**Source text**
Summary of fit indices of three unidimensional IRT models.
Notes: NP = number of parameters; * p < .05.
Main analysis
When comparing the selected unidimensional IRT model with the multidimensional IRT models, it is found that the bi-factor model is the best one among all the three models as it has the lowest −2log-likelihood, AIC and BIC values, as can be seen from Table 2. Moreover, the bi-factor model has the lowest value of 0.01 for RMSEA, suggesting that this model fits the data extremely well.
Summary of fit indices of unidimensional and multidimensional IRT models.
Notes: NP = number of parameters; * p < .05.
Because the standard 2PL/GR model is nested in the TRT model, and the TRT model is nested in the bi-factor model, the significance of the difference in −2log-likelihood can be tested with a series of χ2-difference tests (du Toit, 2003) to decide which one is the best-fitting model, with degrees of freedom equal to the difference in the number of parameters. The results of the χ2-difference tests showed that the bi-factor model fit the data significantly better than the TRT model (χ2 (24) = 731, p < .05), which in turn fit the data significantly better than the standard 2PL/GR model (χ2 (6) = 9714, p < .05) (see the last three columns of Table 2). The bi-factor model, therefore, was chosen as the final model for the present study. This suggested on one hand, that the secondary dimension was strong enough to cause local item dependence between items within a testlet; on the other hand, that the constraints imposed by the TRT model on the slope parameters were too stringent.
Nonetheless, in an operational context, it seems to be common to either apply the unidimensional IRT model ignoring the testlet structure or apply the more specialized TRT model to do item analysis, so it is worth the effort to examine the consequences of applying the worse-fitting model in testlet-based assessment. Next, item parameter estimates, person ability estimates and standard errors of these estimates obtained from the standard 2PL/GR and TRT models would be compared with those obtained from the best fitting model – the bi-factor model, respectively.
Item parameter estimates
Intercept. 2
The item intercept parameter is negatively associated with the difficulty parameter of the item (Reckase, 2009). Generally, the higher the item intercept estimate is, the easier the item is. The left panel of Figure 1 depicts the relationship between the intercept parameter estimates obtained from the standard 2PL/GR model (UNI-c) and the bi-factor model (BIF-c). As can be seen from the figure, the item intercept parameters estimated from these two models are highly correlated (r = .98). This suggests that item intercept estimates are unaffected by local dependence between items within testlets and the current unidimensional IRT model is sufficient for this purpose. In a similar vein, the right panel of Figure 1 shows a similar trend, indicating that applying the TRT model does not result in any obvious inaccuracy in the intercept parameter estimates.

Comparison of the intercept parameter estimates from three models.

**Objective**
Render into Spanish this sentence from the IRT model comparison: "Generally, the higher the item intercept estimate is, the easier the item is."

**Information provided**
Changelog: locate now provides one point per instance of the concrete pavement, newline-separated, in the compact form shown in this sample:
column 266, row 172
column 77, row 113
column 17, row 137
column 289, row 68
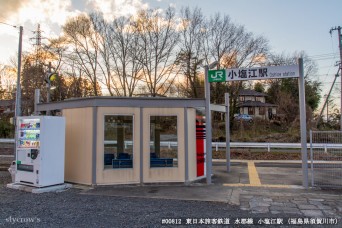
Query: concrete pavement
column 253, row 187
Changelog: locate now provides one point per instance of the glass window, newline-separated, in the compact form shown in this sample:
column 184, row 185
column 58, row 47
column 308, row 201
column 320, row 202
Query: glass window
column 163, row 141
column 250, row 110
column 118, row 142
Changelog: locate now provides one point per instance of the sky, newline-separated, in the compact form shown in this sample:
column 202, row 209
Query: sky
column 291, row 25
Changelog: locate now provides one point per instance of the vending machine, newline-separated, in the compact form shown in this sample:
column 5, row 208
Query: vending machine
column 40, row 150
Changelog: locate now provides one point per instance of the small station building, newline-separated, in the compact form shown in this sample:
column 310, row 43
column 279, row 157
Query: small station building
column 113, row 140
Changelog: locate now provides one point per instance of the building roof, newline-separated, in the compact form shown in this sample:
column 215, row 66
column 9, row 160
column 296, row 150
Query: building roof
column 249, row 92
column 146, row 102
column 255, row 104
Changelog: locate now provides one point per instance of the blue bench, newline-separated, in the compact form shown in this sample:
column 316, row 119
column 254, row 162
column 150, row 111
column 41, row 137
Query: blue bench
column 122, row 163
column 108, row 159
column 161, row 162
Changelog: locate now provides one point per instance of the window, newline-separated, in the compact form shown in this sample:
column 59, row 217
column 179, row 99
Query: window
column 163, row 141
column 118, row 141
column 250, row 110
column 261, row 99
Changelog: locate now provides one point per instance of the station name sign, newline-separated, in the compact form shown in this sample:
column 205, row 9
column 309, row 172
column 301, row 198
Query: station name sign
column 255, row 73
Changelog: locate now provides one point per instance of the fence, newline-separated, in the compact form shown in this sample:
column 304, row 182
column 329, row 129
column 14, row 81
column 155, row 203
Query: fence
column 222, row 145
column 326, row 162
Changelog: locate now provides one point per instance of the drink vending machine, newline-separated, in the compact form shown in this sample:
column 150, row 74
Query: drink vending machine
column 40, row 150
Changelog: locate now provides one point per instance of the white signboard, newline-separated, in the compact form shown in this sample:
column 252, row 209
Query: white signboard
column 262, row 73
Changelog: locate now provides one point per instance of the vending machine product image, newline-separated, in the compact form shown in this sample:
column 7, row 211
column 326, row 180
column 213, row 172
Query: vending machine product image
column 40, row 150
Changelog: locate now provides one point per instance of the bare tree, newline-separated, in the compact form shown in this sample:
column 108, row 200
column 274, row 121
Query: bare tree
column 158, row 38
column 119, row 50
column 191, row 53
column 84, row 43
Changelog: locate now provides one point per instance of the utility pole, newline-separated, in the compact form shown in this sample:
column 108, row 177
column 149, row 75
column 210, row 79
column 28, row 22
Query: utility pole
column 48, row 85
column 340, row 65
column 18, row 95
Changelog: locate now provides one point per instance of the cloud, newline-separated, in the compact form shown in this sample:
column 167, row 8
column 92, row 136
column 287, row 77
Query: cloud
column 38, row 11
column 115, row 8
column 9, row 7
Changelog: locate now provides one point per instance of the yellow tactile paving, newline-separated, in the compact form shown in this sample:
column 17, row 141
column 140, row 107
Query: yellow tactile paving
column 254, row 180
column 263, row 186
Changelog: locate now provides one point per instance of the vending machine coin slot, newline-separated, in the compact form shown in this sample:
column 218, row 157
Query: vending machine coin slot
column 34, row 154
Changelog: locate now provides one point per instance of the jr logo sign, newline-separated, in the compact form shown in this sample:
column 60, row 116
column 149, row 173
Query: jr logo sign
column 217, row 75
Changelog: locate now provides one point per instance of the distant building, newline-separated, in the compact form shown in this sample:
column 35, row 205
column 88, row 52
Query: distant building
column 254, row 104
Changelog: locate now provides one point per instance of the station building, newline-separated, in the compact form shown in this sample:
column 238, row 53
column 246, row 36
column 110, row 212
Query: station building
column 123, row 140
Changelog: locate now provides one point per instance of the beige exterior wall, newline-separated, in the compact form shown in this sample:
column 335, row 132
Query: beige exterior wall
column 192, row 159
column 117, row 176
column 167, row 174
column 78, row 145
column 79, row 139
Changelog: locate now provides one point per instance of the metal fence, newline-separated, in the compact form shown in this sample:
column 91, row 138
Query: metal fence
column 326, row 162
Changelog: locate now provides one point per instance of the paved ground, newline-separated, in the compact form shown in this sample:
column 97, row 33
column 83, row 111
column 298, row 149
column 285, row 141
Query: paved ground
column 251, row 192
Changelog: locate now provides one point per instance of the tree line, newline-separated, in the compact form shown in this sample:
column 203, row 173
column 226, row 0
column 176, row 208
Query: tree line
column 156, row 53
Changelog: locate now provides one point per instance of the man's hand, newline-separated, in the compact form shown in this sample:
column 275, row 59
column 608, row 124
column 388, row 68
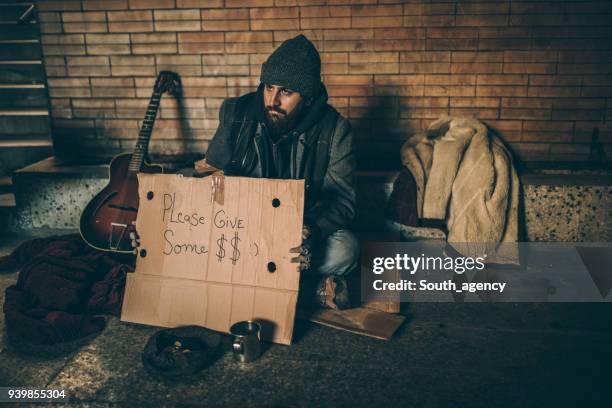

**Task solution**
En general, cuanto más alta es la estimación del intercepto del ítem, más fácil es el ítem.